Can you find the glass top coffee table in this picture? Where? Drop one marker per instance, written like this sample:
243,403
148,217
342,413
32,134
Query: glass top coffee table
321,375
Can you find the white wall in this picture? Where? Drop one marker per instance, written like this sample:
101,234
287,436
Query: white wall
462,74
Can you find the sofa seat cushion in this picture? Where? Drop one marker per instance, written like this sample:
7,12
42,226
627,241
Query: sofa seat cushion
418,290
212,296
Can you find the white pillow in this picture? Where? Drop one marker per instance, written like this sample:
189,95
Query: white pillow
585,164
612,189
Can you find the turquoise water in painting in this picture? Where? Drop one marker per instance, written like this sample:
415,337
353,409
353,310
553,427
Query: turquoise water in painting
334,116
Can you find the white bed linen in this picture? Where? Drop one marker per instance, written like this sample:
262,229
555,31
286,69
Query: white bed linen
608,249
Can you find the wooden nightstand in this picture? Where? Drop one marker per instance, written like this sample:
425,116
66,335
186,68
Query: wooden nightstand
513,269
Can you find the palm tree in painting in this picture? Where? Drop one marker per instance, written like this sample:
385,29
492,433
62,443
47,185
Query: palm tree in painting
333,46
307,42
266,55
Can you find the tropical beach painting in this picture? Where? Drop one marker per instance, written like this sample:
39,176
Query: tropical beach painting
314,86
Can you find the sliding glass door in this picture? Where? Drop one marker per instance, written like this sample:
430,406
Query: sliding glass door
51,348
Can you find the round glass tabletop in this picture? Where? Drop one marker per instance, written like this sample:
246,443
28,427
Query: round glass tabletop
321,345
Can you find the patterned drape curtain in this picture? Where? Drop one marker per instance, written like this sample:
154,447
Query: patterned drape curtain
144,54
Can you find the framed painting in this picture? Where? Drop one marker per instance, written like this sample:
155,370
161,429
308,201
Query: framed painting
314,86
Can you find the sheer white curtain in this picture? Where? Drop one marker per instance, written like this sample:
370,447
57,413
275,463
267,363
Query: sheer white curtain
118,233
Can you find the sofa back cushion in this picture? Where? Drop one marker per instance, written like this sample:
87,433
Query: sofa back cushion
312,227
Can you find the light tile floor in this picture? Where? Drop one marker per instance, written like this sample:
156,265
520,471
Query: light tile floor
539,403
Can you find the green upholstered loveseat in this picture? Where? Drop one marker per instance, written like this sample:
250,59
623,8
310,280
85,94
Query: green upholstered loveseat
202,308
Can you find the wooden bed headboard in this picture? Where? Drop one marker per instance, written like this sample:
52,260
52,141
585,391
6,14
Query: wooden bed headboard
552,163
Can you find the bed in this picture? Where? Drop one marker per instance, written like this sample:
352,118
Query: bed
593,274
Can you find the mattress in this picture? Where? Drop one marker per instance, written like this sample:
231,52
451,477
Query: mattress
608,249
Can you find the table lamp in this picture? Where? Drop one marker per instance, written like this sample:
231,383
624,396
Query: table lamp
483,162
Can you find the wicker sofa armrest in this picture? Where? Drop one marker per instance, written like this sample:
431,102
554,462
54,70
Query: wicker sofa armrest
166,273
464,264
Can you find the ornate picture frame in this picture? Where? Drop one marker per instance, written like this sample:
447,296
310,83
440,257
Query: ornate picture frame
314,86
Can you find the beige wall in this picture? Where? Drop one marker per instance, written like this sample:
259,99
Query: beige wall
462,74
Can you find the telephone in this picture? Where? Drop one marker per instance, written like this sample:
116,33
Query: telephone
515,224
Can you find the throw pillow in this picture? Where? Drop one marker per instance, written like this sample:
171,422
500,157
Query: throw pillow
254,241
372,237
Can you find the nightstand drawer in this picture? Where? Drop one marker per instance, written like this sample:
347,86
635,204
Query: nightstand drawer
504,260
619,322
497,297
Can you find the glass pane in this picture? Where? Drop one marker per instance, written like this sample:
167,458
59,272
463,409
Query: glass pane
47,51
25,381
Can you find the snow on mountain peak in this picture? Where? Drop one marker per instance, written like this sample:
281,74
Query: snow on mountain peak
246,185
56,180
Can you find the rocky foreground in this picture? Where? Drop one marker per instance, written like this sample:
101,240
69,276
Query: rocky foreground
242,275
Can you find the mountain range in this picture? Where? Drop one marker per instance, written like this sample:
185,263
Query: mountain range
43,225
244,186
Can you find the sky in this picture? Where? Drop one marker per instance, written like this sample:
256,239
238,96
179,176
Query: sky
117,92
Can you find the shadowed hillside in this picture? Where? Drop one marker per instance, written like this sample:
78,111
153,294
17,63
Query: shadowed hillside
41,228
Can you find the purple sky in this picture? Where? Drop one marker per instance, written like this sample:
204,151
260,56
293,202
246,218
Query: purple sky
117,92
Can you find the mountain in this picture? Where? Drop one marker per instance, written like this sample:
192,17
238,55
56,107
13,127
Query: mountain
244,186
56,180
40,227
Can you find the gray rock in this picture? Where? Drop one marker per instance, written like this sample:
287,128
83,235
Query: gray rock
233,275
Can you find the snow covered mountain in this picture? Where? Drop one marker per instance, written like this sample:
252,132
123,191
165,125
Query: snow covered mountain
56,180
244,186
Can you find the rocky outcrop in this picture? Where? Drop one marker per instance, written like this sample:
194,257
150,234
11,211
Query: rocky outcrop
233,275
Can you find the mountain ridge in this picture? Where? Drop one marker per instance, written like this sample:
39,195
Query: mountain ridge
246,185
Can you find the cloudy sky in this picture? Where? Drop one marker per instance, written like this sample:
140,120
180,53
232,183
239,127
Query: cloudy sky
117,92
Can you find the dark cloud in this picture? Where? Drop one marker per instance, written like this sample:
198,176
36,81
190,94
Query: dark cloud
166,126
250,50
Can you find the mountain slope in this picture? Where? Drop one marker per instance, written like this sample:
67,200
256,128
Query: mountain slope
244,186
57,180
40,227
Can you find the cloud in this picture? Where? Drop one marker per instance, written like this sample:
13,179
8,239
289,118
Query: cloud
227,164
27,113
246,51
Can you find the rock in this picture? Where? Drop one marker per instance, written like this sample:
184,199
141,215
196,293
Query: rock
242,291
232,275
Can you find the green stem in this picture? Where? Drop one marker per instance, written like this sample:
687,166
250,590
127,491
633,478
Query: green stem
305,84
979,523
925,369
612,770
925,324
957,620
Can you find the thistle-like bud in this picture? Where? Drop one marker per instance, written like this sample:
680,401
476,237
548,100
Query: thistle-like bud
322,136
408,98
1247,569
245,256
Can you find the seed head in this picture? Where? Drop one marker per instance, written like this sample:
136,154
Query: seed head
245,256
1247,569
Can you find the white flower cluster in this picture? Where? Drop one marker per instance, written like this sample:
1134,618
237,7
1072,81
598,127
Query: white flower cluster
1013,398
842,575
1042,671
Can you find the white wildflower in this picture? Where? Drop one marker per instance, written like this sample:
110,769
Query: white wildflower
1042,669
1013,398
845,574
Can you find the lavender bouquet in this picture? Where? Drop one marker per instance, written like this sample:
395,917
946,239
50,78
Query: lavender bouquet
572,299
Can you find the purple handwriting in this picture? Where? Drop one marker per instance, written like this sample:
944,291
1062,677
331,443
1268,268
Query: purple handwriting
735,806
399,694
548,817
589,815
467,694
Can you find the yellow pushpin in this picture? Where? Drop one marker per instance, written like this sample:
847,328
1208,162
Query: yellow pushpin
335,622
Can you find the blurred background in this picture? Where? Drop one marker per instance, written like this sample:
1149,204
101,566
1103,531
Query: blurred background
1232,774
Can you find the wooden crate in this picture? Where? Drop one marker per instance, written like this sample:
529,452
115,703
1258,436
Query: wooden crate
+--
The records above must be repeated exactly, every one of them.

Can you find the glass top coffee table in this picture? Where? Drop one marker per instance, written like this sample:
243,403
148,217
342,413
32,134
Query: glass top coffee table
321,375
Can you find the white wall in this picture? Where? Drop one marker per instance, written like this sample:
101,234
287,436
Query: white wall
462,74
Can you find the sofa seat cushion in this picture? Where? Drop one marker per instance, written like this sample:
7,12
42,226
627,241
Query: sofa seat cushion
418,290
212,296
Can you find the white pillow in this picture? Where? Drop one marker per instance, written like this sample:
189,95
Query: white pillow
585,164
612,189
Can you find the turquoise water in painting in this picture? Where? Drop one marker per instance, written like this sample:
415,337
353,409
353,310
553,427
Query: turquoise water in painting
334,116
Can you find the white bed linen in this picture? Where? Drop one marker per instance, written like this sample:
262,229
555,31
286,69
Query: white bed linen
608,249
Can you find the wooden nightstand in this picture? Where? Drop one marker per instance, written like this sample:
425,116
66,335
186,68
Query: wooden nightstand
513,269
Can you find the palm tree in painting in this picture? Where? Drop one marker per instance, written like this sample:
385,29
492,433
62,443
47,185
Query: palm tree in painting
333,46
307,42
266,55
Can you find the tropical beach painting in this picture? Where? Drop one marker per instance, written like this sample:
39,176
Query: tropical beach painting
314,86
Can you find the sliding glass door in this picture? Where? Drop one marker per instance, written like this sample:
430,406
Query: sliding glass door
51,348
Can you find the round glass tabletop in this picture? Where? Drop one marker per instance, written like this sample:
246,443
28,427
Query: round glass tabletop
321,345
Can you find the patterned drape curtain in this picture? Where? Drop one marker per instance, written like this sample:
154,447
Query: patterned drape curtain
144,54
Can you find the framed painting in this picture? Where? Drop one marker per instance, written like this sample:
155,370
161,429
308,201
Query: framed painting
314,86
Can you find the sheer white curtain in this picture? Where? Drop one marker per instance, written like this sample:
370,447
57,413
275,463
267,363
Query: sheer white curtain
118,233
Can you find the sofa back cushion in this picture? Where? Drop one marker per instance, written like this sample:
87,433
Query: sofa back cushion
312,227
Can you find the light tile floor in this picture? Where? Drop one marker per instance, written like this sample:
156,265
520,471
Query: light tile floor
539,403
Can you find the green upholstered loveseat in this picture? Where? Drop one marker per instance, written like this sample:
250,59
623,8
310,280
85,94
Query: green upholstered loveseat
202,308
Can you find the wooden bed headboard in this picture? Where? Drop one marker per instance, written like this sample:
52,260
52,141
585,391
6,14
Query: wooden bed headboard
552,163
Can you find the bed in this picture? Where? Drop one marker per instance, written like this sample:
352,118
Query: bed
593,274
Can you find the mattress in this picture? Where? Drop one marker per instance, written like this sample:
231,52
451,477
Query: mattress
608,249
Can you find the table lamp in this picture? Where? Drop one marker per instance, written like this sample:
231,383
624,396
Query: table lamp
483,162
Can you find the wicker sofa armrest in this picture? Where? Drop one marker per instance, written like this sample:
431,102
554,462
54,70
Query: wicker sofa armrest
166,273
464,264
Can you find the ornate picture frame in this picture? Where? Drop one marker per instance, written like this sample:
447,296
310,83
440,257
Query: ornate picture frame
314,86
Can you find the beige wall in this picture? Where? Drop one marker per instance, written like this sample:
259,99
Query: beige wall
462,74
Can you find the telephone in this picture? Where? Drop one marker per instance, written like this sample:
116,33
Query: telephone
515,224
Can you find the throw pillow in this picture? Where? Drop one marker per instance, written like this sample:
171,422
500,157
Query: throw pillow
254,241
372,237
Can you find the nightstand drawer in this picture? Where? Drop one marker per instance, written like this sample:
347,86
635,204
Query: nightstand drawer
504,260
619,322
497,297
Can you find the glass pane in this picture? Where? Drop one marker per instance, written like this sample:
167,458
59,272
463,409
Query: glass pane
47,51
25,381
Can you find the snow on mountain peak in this picture? Where? Drop one marker per instance, written like this sample:
281,74
Query: snow on mountain peak
246,185
56,180
Can you find the rocky foreground in this picture? Where? Drop one marker per instance, written like this sample:
101,240
69,276
Query: rocky foreground
242,275
Can you find the mountain range in this picture? Where? Drop one marker per instance, written like this sample:
185,263
Query: mountain range
43,225
244,186
Can you find the sky in this picture? Where? Drop one marker per instance, written like this sample:
256,239
238,96
179,176
Query: sky
117,92
Can you find the shadowed hillside in this picture? Where? Drop one marker per instance, written like this sample:
78,111
153,294
17,63
Query: shadowed hillside
41,228
Can you find the purple sky in this picture? Where? Drop one marker per instance, written like this sample:
204,151
260,56
293,202
246,218
Query: purple sky
117,92
Can you find the mountain in this picture? Where? Drop one marker per instance, written like this sample:
192,17
238,55
56,107
13,127
Query: mountain
244,186
56,180
40,227
Can you find the gray rock in this picture? Where? Drop one marker per instance, written like this sample:
287,128
83,235
Query: gray rock
233,275
Can you find the snow covered mountain in this picture? Where? Drop one marker per instance, written like this sample:
252,132
123,191
165,125
Query: snow covered mountain
56,180
244,186
Can you find the rocky outcrop in this picture? Where? Drop one marker per instance, written like this sample:
194,257
150,234
11,211
Query: rocky outcrop
233,275
Can you find the mountain ridge in this picture? Where? Drop one marker per instance, written like this sample:
39,195
Query: mountain ridge
246,185
Can you find the cloudy sky in this picture? Where? Drop one marker per instance, written like this sample:
140,120
180,53
232,183
239,127
Query: cloudy sky
117,92
Can you find the dark cloud in this picture? Where? Drop one marker per instance, written like this sample:
198,176
36,81
190,94
Query: dark cloud
166,126
250,50
Can you find the mountain slope in this picture? Where? Drop one marker per instance, written like this sample:
67,200
256,128
Query: mountain slope
244,186
57,180
40,227
Can you find the cloud in this picture? Where? Drop one marker per instance, written like this sample:
13,179
8,239
289,118
Query: cloud
227,164
27,113
246,51
Can you find the rock in this picture? Where? Drop one marker per instance, written like this sample:
184,199
141,215
196,293
Query: rock
242,291
232,275
Can you find the green stem in this picture? Where? Drop one marker per instance, written like this sample:
687,166
250,590
127,491
633,478
Query: green stem
305,84
979,523
925,369
612,770
925,324
957,620
Can you find the thistle-like bud in this picture? Where? Drop one marker per instance, written like this sample:
680,401
476,237
548,100
Query: thistle-like bud
322,136
408,98
1247,569
245,256
Can you find the seed head in this picture? Where? Drop one marker per instance, written like this sample:
136,154
Query: seed head
245,256
1247,569
Can you find the white flower cluster in this picture? Where? Drop one marker per instance, written like this sample:
1134,618
237,7
1072,81
598,127
Query: white flower cluster
1013,398
842,575
1042,671
Can you find the white wildflower in this picture? Where? Drop one marker per instance, written like this sample:
110,769
Query: white wildflower
1042,669
1013,398
845,574
Can you find the lavender bouquet in this picture? Where? Drop one marker per instance, written like this sample:
395,917
946,239
50,78
Query: lavender bouquet
572,299
Can you find the purple handwriting in this picture? Where? Drop one marker per instance, written like this sample:
944,291
1062,677
331,443
1268,268
Query: purple handwriting
735,806
399,694
548,817
589,815
467,694
Can you find the yellow pushpin in this picture? Where? Drop one marker per instance, written like this sample:
847,328
1208,162
Query: yellow pushpin
335,622
Can you find the blurred background in this picture? Where? Drop one marker per instance, written like this sample:
1149,204
101,566
1103,531
Query: blurred background
1232,774
Can you find the wooden crate in this picture? Where? Drop one marker per instance, written like this sample:
529,452
115,703
1258,436
Query: wooden crate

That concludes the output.